Fonte:
====
Uma das histórias mais conflitantes e confrontadoras da Bíblia, é a dos irmãos Caim e Abel, os primeiros filhos do casal Adão e Eva. É conflitante porque registra não só a ocorrência do primeiro homicídio, mas um crime cometido entre irmãos, um fratricídio. É confrontadora pois nos revela a clara aceitação de Deus pela oferta de Abel, da mesma forma que nos mostra a rejeição dEle pela oferta de seu irmão Caim. Quando lemos essa narrativa, é impossível não nos vir à mente a seguinte pergunta:
Porque Deus aceitou a oferta de Abel e rejeitou a de Caim?
Há muitas especulações nas interpretações teológicas referentes a esse respeito. Listo abaixo as principais linhas de pensamento:
- Deus se agradou mais da oferta de Abel porque ele tem uma clara preferência por sacrifícios que requerem o derramamento de sangue do que frutas e verduras. O sangue seria o elemento reconciliador entre Ele e os homens.
- Abel "fez exatamente o que Deus pediu" em oposição a Caim, que inventou algo de sua própria cabeça.
- A reação de Deus não tem a ver com o sacrifício, mas com o caráter dos dois homens. De acordo com 1 João (3:12), Caim sempre foi "malvado" e isso justificaria a rejeição que sofreu.
- A reação de Deus se justifica pela postura do coração de cada um dos irmãos na hora do sacrifício. Abel agiu com fé (Hebreus 11:4) ao passo que Caim não estava acreditando no significado de seu sacrifício.
- Deus preferiu Abel porque ele escolheu as primícias, o melhor do que tinha para oferecer, enquanto Caim não.
Não é o caso de se "escolher" opções. Obviamente, algumas dessas hipóteses podem ser compreendidas conjuntamente. Embora seja muito pequeno o registro sobre a passagem desses dois personagens no livro de Gênesis, elas são bastante enriquecidas pelas lições que deixaram para todos nós.
De acordo com os costumes daquela região, é normal que os nomes possuam uma interpretação. Entre outras, o nome Abel significa sopro, hálito e transitoriedade. Como a própria história se encarrega de mostrar, esse nome tem um cunho profético, uma vez que a vida desse personagem foi muito curta. O nome Caim, significa possuído, adquirido.
Eles foram os primeiros filhos de Adão e Eva e nasceram depois do pecado cometido pelos pais, envolvendo a serpente, provocando a sua expulsão do Éden. Isso não está querendo dizer que eles foram os filhos únicos do casal, por mais tarde a própria Bíblia se encarrega de afirmar que eles tiveram muitos irmãos (Gênesis 5:4).
Entendendo o contexto
O texto de Gênesis 4:1-7 relata a oferta que Caim e Abel apresentaram a Deus. Caim era agricultor e, Abel, pastor de ovelhas. Os dois ofereceram a Deus uma parte do fruto do seu trabalho.
====
Dados de entrada:
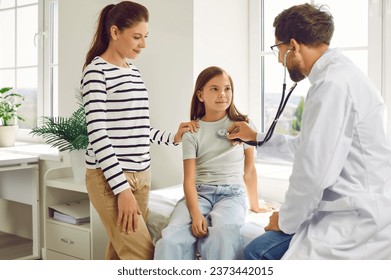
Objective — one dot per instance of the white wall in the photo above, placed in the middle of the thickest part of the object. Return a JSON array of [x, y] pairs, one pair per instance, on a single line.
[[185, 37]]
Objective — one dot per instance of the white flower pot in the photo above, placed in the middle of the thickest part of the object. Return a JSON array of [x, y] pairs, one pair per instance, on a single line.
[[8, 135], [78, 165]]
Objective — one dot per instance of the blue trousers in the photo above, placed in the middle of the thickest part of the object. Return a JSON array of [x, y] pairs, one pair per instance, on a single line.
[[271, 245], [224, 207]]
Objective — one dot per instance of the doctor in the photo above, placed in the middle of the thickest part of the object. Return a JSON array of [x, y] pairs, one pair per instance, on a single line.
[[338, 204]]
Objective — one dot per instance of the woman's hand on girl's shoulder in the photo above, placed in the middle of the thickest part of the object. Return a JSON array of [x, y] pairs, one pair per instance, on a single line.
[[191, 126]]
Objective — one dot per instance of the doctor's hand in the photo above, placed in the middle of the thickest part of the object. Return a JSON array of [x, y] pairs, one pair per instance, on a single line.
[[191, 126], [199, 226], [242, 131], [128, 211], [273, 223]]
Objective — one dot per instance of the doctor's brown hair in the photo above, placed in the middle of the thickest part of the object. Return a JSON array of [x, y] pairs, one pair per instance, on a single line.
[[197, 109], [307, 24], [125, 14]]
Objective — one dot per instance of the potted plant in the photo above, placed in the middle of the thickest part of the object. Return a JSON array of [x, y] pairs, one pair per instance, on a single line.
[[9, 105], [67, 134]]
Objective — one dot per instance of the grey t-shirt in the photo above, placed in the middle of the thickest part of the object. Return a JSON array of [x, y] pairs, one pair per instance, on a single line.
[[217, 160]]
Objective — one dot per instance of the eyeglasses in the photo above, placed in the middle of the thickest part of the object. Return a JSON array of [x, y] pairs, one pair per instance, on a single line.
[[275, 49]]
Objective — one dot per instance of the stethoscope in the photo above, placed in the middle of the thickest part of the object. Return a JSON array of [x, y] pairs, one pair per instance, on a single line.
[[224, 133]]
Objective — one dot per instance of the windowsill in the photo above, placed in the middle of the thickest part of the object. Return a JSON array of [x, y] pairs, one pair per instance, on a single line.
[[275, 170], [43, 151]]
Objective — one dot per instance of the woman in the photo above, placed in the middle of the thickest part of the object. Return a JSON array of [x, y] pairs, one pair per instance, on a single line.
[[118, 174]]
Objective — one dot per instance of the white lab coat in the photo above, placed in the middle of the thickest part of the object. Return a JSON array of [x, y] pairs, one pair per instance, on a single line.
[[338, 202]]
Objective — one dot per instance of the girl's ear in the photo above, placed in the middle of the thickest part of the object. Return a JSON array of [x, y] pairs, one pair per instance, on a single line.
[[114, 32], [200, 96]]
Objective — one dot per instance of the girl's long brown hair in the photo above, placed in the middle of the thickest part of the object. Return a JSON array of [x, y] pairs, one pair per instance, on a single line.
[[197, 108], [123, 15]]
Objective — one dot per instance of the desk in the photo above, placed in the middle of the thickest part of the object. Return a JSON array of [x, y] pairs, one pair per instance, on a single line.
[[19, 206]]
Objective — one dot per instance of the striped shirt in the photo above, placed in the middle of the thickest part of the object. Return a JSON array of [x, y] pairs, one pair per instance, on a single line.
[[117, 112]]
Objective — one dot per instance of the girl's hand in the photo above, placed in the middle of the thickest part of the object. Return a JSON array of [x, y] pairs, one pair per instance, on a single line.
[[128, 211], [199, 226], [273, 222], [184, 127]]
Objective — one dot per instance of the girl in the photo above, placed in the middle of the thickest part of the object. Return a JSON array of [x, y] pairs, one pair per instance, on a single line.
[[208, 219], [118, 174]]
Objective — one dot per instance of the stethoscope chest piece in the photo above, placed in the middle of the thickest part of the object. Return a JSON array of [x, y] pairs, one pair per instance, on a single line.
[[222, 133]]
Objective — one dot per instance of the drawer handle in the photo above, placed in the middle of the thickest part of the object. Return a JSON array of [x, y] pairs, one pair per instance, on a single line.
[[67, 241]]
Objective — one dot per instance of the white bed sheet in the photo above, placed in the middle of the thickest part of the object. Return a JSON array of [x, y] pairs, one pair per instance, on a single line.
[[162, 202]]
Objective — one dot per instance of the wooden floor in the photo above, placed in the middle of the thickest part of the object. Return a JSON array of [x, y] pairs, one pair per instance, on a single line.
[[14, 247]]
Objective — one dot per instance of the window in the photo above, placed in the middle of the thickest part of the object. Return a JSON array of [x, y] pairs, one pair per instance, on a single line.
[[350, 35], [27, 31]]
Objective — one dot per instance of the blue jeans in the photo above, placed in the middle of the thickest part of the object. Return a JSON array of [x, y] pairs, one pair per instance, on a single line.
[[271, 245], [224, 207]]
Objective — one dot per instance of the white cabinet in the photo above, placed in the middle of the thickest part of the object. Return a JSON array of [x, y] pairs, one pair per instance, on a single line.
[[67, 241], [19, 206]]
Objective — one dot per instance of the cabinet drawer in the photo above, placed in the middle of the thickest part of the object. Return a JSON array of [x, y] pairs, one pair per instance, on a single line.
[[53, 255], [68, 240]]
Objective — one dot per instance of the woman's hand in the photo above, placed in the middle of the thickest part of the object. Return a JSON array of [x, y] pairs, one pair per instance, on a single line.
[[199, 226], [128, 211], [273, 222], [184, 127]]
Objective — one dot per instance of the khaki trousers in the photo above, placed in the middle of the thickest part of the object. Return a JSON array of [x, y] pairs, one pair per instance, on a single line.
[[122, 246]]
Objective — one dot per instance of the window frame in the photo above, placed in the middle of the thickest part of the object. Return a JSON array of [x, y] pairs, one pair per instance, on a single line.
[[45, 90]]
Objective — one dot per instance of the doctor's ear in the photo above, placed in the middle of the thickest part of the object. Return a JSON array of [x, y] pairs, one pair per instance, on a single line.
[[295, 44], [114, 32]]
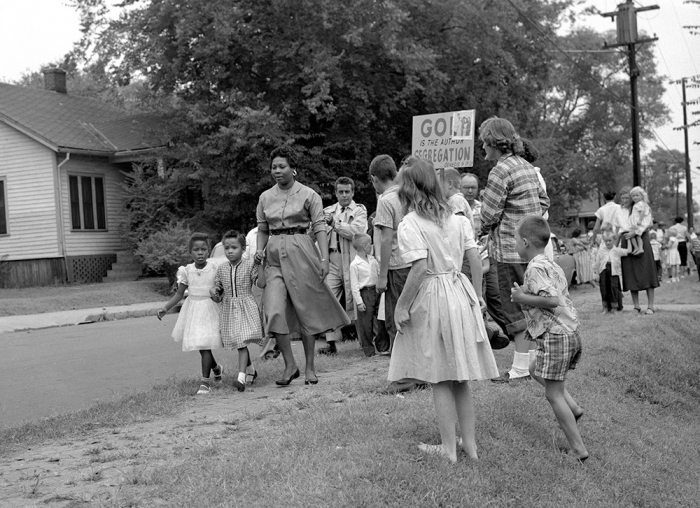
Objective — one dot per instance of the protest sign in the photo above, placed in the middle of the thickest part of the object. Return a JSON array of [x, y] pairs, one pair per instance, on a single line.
====
Enunciado 1: Traduza para o inglês a frase "Caim era agricultor e, Abel, pastor de ovelhas.", retirada da fonte sobre Caim e Abel.
Enunciado 2: Extraia sem alterações, das linhas de dados, o trecho que começa no início dessas linhas e segue até a linha que contém "[[191, 126], [199, 226], [242, 131], [128, 211], [273, 223]]", incluindo as duas pontas. Deixe as imagens de fora da resposta.
A fonte e as linhas de dados são materiais independentes, sem relação entre si.

Resposta esperada 1: Cain was a farmer, and Abel a shepherd.

Resposta esperada 2:
Objective — one dot per instance of the white wall in the photo above, placed in the middle of the thickest part of the object. Return a JSON array of [x, y] pairs, one pair per instance, on a single line.
[[185, 37]]
Objective — one dot per instance of the white flower pot in the photo above, placed in the middle of the thickest part of the object. Return a JSON array of [x, y] pairs, one pair per instance, on a single line.
[[8, 135], [78, 165]]
Objective — one dot per instance of the blue trousers in the photo above, placed in the middle of the thickest part of the object. Return a JSON array of [x, y] pairs, one pair per instance, on a single line.
[[271, 245], [224, 207]]
Objective — one dot per instance of the doctor in the photo above, placed in the middle of the thickest part of the object. Return a JSON array of [x, y] pairs, one pair per instance, on a single line.
[[338, 204]]
Objective — one dot per instance of the woman's hand on girl's shoulder in the photo above, placed in the middle of the thickest part of the object. Return a JSON array of [x, y] pairs, one pair per instance, on a single line.
[[191, 126]]
Objective — one dot per instance of the doctor's hand in the photo above, placed in the middle of the thickest part of the object. Return a JSON array of [x, y] pairs, one pair per instance, on a single line.
[[191, 126], [199, 226], [242, 131], [128, 211], [273, 223]]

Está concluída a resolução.